• **Short task**
Starting at the beginning of the material and stopping after the line that contains "[116,47,120,80]", reproduce those lines with "dental equipment" swapped for "dental apparatus" and everything else left as it is.

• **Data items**
>> Start
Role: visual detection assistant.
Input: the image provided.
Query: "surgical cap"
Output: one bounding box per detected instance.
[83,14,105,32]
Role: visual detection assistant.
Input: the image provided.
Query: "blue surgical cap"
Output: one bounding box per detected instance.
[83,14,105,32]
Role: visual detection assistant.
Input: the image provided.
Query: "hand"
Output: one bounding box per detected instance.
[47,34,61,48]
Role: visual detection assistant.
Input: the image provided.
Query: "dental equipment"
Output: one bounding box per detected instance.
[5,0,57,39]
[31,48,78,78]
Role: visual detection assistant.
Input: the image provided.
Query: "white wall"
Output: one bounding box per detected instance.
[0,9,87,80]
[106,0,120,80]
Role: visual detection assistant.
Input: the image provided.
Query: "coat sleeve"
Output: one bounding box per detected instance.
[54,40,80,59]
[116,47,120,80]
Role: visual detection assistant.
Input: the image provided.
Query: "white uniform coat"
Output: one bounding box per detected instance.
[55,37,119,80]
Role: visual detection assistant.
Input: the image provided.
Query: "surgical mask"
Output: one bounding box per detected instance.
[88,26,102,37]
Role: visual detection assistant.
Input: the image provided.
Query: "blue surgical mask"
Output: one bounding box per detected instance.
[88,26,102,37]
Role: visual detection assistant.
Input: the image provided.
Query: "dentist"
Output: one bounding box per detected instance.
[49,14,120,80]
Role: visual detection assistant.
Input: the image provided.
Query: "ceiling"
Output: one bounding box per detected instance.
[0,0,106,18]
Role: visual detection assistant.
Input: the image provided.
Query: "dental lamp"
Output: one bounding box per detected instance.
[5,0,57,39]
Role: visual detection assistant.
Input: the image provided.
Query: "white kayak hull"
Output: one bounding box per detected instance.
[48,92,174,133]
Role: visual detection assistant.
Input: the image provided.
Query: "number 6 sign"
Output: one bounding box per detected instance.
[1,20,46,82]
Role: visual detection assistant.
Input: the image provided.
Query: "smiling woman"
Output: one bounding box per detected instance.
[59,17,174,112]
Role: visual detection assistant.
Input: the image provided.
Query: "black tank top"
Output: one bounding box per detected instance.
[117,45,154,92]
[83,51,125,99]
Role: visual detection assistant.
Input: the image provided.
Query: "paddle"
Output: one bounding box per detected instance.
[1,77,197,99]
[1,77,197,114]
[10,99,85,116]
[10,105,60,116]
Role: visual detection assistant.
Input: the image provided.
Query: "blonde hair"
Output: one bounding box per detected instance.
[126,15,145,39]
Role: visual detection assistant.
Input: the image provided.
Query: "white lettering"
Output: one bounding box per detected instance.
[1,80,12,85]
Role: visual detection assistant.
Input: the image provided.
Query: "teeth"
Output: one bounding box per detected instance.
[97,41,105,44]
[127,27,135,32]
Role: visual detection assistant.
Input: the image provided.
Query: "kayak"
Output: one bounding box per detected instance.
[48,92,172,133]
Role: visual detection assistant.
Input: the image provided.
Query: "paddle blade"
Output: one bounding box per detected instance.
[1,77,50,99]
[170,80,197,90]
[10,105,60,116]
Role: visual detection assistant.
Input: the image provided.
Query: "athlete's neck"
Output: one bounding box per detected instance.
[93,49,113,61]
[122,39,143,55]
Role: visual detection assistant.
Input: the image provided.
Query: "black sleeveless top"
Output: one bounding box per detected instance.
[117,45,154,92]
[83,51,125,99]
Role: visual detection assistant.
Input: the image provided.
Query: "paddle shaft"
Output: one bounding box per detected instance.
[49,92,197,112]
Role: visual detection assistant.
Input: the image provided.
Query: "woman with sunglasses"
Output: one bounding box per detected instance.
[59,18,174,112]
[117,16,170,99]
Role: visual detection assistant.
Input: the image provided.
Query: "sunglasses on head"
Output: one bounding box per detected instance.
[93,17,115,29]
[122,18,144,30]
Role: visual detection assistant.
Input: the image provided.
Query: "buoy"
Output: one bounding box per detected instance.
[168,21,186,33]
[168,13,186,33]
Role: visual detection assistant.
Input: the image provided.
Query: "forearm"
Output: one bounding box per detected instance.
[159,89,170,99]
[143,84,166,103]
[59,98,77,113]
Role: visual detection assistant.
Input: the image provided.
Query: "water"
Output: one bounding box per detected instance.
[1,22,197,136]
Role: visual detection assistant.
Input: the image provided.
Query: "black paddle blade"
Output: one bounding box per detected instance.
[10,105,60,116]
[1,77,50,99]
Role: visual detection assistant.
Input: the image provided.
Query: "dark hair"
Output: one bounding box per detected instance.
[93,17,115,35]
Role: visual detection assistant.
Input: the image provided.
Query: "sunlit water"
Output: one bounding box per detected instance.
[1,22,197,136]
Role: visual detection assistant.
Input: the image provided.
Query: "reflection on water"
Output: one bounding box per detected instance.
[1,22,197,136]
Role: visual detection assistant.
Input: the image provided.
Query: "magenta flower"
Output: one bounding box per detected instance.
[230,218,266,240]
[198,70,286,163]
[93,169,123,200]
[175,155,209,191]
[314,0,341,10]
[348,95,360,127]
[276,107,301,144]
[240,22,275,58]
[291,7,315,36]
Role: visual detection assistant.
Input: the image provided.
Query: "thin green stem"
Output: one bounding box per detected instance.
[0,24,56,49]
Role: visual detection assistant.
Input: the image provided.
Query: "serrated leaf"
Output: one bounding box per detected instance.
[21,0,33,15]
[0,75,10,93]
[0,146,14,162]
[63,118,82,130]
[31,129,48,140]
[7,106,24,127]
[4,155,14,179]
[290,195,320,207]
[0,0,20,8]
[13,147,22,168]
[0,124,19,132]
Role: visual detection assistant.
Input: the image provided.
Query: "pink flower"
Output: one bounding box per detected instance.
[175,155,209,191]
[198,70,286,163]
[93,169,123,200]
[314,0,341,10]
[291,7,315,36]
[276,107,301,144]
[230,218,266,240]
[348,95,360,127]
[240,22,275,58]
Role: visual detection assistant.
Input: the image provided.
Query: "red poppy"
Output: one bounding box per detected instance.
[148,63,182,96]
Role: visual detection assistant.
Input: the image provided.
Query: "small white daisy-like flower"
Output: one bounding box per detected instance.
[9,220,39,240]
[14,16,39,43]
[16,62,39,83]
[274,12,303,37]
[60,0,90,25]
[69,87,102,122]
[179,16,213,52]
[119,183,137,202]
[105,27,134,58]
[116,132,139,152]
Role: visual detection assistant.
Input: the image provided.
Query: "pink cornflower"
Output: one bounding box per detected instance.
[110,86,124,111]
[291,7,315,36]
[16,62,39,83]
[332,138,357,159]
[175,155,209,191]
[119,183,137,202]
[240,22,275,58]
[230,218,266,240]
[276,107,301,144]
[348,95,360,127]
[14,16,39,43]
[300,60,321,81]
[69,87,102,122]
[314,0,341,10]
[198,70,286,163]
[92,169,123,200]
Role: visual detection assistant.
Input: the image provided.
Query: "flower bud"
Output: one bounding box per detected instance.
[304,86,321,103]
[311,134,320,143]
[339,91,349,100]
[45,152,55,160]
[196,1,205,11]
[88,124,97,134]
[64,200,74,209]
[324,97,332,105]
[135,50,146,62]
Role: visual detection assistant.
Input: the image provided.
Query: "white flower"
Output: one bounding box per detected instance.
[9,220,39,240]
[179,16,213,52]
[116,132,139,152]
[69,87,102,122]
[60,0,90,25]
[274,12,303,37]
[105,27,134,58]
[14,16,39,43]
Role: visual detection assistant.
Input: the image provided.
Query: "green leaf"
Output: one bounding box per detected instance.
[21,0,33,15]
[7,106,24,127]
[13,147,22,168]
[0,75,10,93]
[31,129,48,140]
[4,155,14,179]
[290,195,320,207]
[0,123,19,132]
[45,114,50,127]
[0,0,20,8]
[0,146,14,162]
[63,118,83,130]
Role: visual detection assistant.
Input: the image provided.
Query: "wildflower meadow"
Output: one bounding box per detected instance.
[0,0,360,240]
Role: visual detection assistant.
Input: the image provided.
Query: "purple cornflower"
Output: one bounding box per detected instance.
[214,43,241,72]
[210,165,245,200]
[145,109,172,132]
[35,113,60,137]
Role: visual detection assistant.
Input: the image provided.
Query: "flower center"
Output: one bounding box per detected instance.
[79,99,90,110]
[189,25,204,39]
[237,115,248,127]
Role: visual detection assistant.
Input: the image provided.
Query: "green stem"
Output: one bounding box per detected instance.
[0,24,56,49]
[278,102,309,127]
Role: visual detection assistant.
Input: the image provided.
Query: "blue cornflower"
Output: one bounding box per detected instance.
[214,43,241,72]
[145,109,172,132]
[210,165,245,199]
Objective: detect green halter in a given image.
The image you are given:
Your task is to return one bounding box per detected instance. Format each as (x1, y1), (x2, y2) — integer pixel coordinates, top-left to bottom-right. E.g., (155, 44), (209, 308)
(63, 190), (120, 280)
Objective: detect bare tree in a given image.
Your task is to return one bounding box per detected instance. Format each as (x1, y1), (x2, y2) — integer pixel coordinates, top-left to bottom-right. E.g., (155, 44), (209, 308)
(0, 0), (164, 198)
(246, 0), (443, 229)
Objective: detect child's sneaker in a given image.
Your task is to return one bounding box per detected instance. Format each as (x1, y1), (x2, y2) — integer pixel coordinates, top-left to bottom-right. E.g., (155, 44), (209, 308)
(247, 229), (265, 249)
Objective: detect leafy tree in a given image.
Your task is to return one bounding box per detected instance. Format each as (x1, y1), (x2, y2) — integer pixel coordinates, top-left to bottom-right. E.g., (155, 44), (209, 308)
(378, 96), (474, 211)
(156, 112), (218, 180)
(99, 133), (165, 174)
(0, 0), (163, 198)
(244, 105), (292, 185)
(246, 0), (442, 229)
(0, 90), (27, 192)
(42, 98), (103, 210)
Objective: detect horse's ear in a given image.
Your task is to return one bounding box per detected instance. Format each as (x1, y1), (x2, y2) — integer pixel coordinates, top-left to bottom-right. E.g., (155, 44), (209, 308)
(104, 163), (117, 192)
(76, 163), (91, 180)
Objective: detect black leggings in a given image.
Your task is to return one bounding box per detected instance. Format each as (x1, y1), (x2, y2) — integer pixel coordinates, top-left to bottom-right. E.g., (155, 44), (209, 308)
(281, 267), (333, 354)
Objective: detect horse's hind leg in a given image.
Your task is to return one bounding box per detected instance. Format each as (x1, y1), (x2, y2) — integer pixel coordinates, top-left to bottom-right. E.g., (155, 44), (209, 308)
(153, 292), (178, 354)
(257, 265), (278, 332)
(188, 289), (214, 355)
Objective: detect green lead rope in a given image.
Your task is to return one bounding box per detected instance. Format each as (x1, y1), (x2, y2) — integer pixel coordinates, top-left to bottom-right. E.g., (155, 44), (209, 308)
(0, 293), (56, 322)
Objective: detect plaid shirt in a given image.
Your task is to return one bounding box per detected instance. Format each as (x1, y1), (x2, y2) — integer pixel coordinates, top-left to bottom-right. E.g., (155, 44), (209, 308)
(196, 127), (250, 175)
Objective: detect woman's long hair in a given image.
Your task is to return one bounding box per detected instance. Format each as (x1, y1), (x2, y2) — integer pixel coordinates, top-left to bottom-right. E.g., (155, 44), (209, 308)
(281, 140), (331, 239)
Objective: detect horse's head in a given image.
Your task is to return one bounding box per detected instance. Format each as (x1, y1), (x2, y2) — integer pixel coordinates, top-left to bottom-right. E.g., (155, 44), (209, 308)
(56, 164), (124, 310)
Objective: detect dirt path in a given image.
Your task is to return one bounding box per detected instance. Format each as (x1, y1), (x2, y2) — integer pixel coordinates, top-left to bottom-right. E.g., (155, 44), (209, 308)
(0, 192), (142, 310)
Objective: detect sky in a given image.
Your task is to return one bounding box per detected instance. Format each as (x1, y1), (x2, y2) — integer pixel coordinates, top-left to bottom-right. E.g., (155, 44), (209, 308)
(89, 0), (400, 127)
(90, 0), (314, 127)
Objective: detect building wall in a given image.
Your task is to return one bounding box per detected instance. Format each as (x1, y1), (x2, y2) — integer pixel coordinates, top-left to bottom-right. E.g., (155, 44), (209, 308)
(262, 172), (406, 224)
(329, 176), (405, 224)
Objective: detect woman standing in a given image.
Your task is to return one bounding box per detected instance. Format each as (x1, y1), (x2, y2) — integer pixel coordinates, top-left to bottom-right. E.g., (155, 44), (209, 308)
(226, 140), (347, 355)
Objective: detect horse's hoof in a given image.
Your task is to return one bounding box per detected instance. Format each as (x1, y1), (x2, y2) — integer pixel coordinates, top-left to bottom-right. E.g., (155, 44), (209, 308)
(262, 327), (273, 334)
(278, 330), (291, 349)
>> End
• **Output**
Role: visual detection assistant.
Input: the image provided.
Query: "surgical cap"
Output: one bounding box per detected instance.
[83,14,105,32]
Role: visual detection assistant.
Input: the image provided.
Query: "blue surgical cap"
Output: one bounding box per detected instance.
[83,14,105,32]
Role: visual detection assistant.
Input: the image provided.
Query: "hand"
Output: one bounding box per detected instance.
[47,34,61,48]
Role: visual detection assistant.
Input: the image provided.
Query: "dental apparatus"
Output: one bounding box per detected instance.
[5,0,57,39]
[31,48,78,78]
Role: visual detection assistant.
Input: the image provided.
Query: "white wall"
Output: one bounding box per detected instance.
[0,9,87,80]
[106,0,120,80]
Role: visual detection assistant.
Input: the image provided.
Query: "coat sleeve"
Output: one bounding box per detected instance.
[54,40,80,59]
[116,47,120,80]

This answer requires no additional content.